Give back every record below word for word, with the pictures omitted.

---------- Supplied entries

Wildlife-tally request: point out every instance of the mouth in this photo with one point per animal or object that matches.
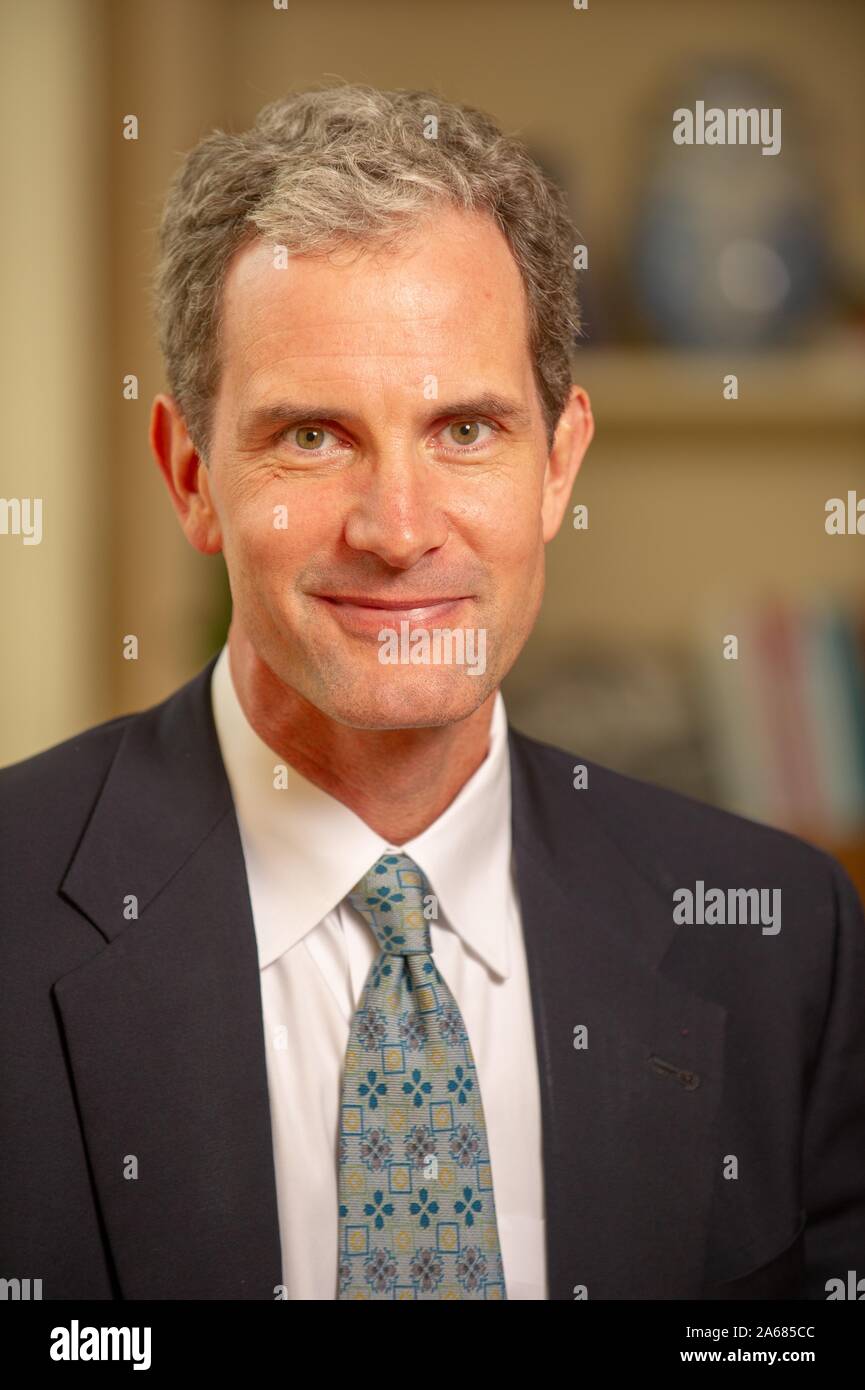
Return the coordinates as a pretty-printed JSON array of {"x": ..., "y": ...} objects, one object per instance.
[{"x": 365, "y": 615}]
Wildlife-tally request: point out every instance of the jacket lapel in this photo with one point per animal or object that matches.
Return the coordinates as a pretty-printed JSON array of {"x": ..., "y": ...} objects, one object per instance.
[
  {"x": 629, "y": 1121},
  {"x": 164, "y": 1023}
]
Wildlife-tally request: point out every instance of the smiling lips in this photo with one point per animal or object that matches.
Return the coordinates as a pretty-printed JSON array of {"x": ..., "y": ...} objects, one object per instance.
[{"x": 363, "y": 613}]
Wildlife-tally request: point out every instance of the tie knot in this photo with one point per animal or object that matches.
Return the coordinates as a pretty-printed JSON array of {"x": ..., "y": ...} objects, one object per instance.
[{"x": 391, "y": 898}]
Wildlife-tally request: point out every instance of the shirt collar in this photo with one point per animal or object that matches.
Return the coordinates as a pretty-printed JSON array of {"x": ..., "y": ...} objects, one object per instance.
[{"x": 308, "y": 849}]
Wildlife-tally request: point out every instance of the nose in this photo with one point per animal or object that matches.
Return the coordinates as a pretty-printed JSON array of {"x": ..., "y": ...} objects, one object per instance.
[{"x": 398, "y": 514}]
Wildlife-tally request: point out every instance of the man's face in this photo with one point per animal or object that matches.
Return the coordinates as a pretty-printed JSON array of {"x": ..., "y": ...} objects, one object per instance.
[{"x": 378, "y": 458}]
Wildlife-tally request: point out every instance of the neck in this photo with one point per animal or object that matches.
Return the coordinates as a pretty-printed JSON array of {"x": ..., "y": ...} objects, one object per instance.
[{"x": 426, "y": 766}]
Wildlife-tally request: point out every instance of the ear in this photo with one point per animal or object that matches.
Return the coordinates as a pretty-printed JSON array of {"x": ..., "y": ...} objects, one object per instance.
[
  {"x": 187, "y": 476},
  {"x": 572, "y": 438}
]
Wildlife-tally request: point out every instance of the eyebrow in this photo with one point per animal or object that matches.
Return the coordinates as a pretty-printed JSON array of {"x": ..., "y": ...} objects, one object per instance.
[{"x": 288, "y": 413}]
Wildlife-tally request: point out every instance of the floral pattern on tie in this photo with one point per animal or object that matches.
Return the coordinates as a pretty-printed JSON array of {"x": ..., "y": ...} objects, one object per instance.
[{"x": 416, "y": 1201}]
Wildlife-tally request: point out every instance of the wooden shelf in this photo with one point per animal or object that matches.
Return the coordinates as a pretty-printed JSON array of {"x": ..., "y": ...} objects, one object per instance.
[{"x": 644, "y": 388}]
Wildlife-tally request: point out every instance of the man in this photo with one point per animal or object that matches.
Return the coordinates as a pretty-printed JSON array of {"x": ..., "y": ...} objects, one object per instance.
[{"x": 321, "y": 980}]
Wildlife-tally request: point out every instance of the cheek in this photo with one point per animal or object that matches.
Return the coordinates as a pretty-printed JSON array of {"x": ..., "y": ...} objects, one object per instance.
[{"x": 276, "y": 531}]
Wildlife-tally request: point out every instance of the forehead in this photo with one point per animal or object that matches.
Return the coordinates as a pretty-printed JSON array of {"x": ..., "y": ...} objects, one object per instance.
[{"x": 448, "y": 302}]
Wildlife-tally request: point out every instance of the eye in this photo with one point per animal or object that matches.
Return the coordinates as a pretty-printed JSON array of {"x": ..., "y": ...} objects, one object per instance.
[
  {"x": 310, "y": 438},
  {"x": 467, "y": 432}
]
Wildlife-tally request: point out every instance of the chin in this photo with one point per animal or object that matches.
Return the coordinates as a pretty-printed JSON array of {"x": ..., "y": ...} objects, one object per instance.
[{"x": 413, "y": 699}]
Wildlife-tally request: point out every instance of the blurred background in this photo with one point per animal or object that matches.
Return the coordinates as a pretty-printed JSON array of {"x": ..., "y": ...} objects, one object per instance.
[{"x": 707, "y": 513}]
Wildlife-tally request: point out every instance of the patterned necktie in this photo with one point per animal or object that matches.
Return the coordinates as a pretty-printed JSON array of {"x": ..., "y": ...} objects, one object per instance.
[{"x": 416, "y": 1205}]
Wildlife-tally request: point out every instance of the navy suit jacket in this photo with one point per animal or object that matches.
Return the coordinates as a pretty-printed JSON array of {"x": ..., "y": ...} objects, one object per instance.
[{"x": 711, "y": 1050}]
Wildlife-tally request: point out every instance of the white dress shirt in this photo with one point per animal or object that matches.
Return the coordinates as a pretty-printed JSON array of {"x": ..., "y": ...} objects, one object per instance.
[{"x": 303, "y": 852}]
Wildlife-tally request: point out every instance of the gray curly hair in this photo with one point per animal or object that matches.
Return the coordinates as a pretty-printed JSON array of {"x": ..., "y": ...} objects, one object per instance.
[{"x": 352, "y": 164}]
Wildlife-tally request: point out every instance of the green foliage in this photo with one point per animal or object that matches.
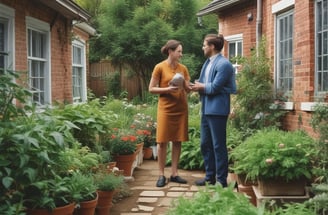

--------------------

Solution to this task:
Wildlife-tally request: point out every instance of the mouth in this photo with one point per animal or object that matches.
Return the coordinates as a pretty-printed JSON array of {"x": ..., "y": ...} objects, one object per instance.
[{"x": 365, "y": 615}]
Wildlife-tally request: point out every instance of the jacket lapel in this photo with one point per animal or object that matches.
Return the coordinates as a pretty-printed JSON array of {"x": ..., "y": ...} objects, one object per instance.
[
  {"x": 629, "y": 1121},
  {"x": 164, "y": 1023}
]
Wildlife-tally request: point out every instance of the smiling lips in this photo with one point per animal or object that matches.
Return the coordinates as a pretty-printed JSON array of {"x": ..., "y": ...} objects, one object per instance.
[{"x": 363, "y": 613}]
Wildlife-tally request: point out every instance of the tie knot in this photo with one point per animal or object that matches.
Return the coordinates as a pretty-printed JSON array of {"x": ..., "y": ...} objects, one object per instance.
[{"x": 391, "y": 898}]
Wildlife-tally request: point out every instance of the shirt collar in this photo with one point per animal or object that matches.
Return the coordinates as a pretty-printed JSON array of {"x": ..., "y": ...} objects, one object per instance.
[{"x": 308, "y": 849}]
Wildlife-tally request: point out every instance of the nose in this photo with one point per animal or object that matches.
Return the coordinates as a pretty-printed JSON array of {"x": ..., "y": ...} objects, one object per instance.
[{"x": 398, "y": 514}]
Wildlife-tally request: point out every instance of the man's face in this photo with one point per animal or object that matches.
Return the coordinates as a pretty-printed JSON array of {"x": ..., "y": ...} objects, one object per instance.
[{"x": 378, "y": 458}]
Wildlife-tally request: point out every instance of the neck in this photo with one point per animal or object that matches.
Return the coordinates as a pretty-printed JSON array of {"x": ..., "y": ...} objects, one object per instance.
[{"x": 426, "y": 766}]
Wildlife-tally request: point out every instance of the ear in this photo with one point per animal or object that matches.
Return the coordinates as a pretty-printed JSON array of {"x": ..., "y": ...} objects, one object per instance.
[
  {"x": 187, "y": 476},
  {"x": 572, "y": 438}
]
Wildlife-tally request: point out every instance of the eyebrow in this photo with one point per animal or object that matches.
Return the coordinates as a pretty-printed JSON array of {"x": ..., "y": ...} objects, one object per instance.
[{"x": 288, "y": 413}]
Wildlife-tally request: point out every instance of the floral pattern on tie in this photo with one point per animal or object that matches.
Return the coordinates as a pretty-printed JSON array of {"x": ..., "y": ...} objects, one object per instance.
[{"x": 416, "y": 1201}]
Wildlife-tally request: point out every instance of the wooden shelf in this photo with one point per animal or object that matches.
Return the coordinates as a pretty-printed JSON array of {"x": ..., "y": ...} objects, one object per instance.
[{"x": 644, "y": 388}]
Wildlife-tally request: point out every instance of the man in this photo with one point per animal or object that matches.
Return the coordinates as a pretty-printed JSON array of {"x": ..., "y": ...} objects, one object per instance.
[{"x": 321, "y": 980}]
Wildlife-tally request: point out every instance of the cheek in this photo with one point per animal or object that matches.
Return the coordinates as a pretty-printed JSON array of {"x": ..., "y": ...} objects, one object per instance.
[{"x": 276, "y": 531}]
Wildlife-tally request: point out every instance of the forehead in this photo with one point per animal or object that matches.
Return the coordinates as a pretty-printed JSON array of {"x": ..., "y": ...} objects, one object per instance.
[{"x": 448, "y": 302}]
Wildlife-tally request: point out every instance of the eye in this photo with one point per animal or object that matches.
Return the coordinates as a pretty-printed JSON array of {"x": ..., "y": ...} objects, one object per instance.
[
  {"x": 310, "y": 438},
  {"x": 467, "y": 432}
]
Wildlife-tally request: point out every instance of the chin in this photo with one point per animal or object that matches.
Return the coordinates as a pretty-printed JSON array of {"x": ..., "y": ...} objects, one object per instance.
[{"x": 413, "y": 699}]
Wildlife-tally request: point out every instance of the blurred background in this photo with one point per animal or object that matches.
Return the coordinates as a pretty-printed JSON array of {"x": ..., "y": ...} objects, one object per instance.
[{"x": 707, "y": 513}]
Wildlife-tally request: point out every instance of the patterned necktie in this photo with one point per animal or object that matches.
Return the coordinates as a pretty-printed JSON array of {"x": ..., "y": ...} objects, one object per instance.
[{"x": 416, "y": 1205}]
Wildlife-tally request: point out every instance of the navy suit jacket in this photo with one point per animal or object that matches.
Return the coordinates as a pretty-printed JSON array of {"x": ..., "y": ...} objects, one object per instance.
[{"x": 711, "y": 1050}]
Wildlife-tally request: point out every instance of the white dress shirt in this photo with one point per animal or object that matches.
Return the coordinates as a pretty-printed JSON array of {"x": ..., "y": ...} objects, one object per instance.
[{"x": 303, "y": 852}]
Wildlife-tally request: point out every instance of the gray curly hair in this photo with one point per animal or object that matches.
Return the coordinates as a pretty-printed JSON array of {"x": ..., "y": ...} objects, one object per instance.
[{"x": 352, "y": 164}]
Wildlife-tally request: point out every instance of the green foliage in this photo with one point per animal or object that matches.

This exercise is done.